### DATA UNDER STUDY
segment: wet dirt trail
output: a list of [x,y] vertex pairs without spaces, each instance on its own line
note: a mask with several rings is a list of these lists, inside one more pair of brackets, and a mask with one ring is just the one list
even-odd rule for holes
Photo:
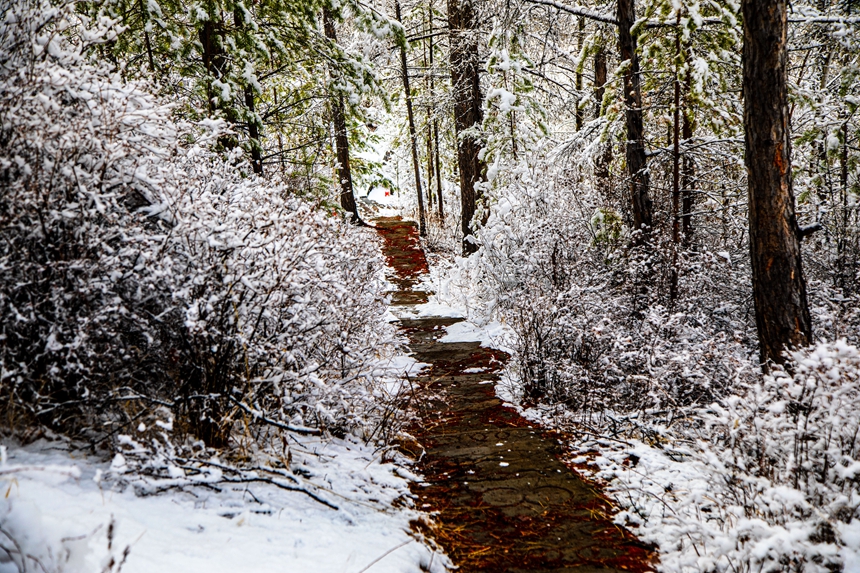
[[611,521],[599,490],[561,460],[559,436],[541,430],[496,397],[508,356],[478,342],[443,343],[461,319],[418,317],[417,290],[427,261],[415,223],[381,218],[392,310],[414,357],[431,365],[413,378],[415,443],[425,482],[413,493],[433,515],[416,524],[463,573],[653,571],[653,556]]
######
HOW TO COMPLETE THIS TASK —
The copy you give must run from the line containing "output: a list" through the last line of the records, exactly, with the pictures left out.

RESPONSE —
output: a list of [x,y] vertex pairs without spaces, each instance on its own line
note: a mask with several rings is a list of these lists, inside one more pair of brackets, and a mask with one ring is just the one list
even-odd rule for holes
Photo:
[[611,521],[599,490],[561,460],[559,436],[541,430],[496,397],[508,356],[478,342],[443,343],[461,319],[418,317],[417,290],[427,261],[415,223],[381,218],[392,310],[414,357],[431,365],[413,378],[415,443],[425,482],[413,493],[433,515],[416,524],[463,573],[653,571],[653,556]]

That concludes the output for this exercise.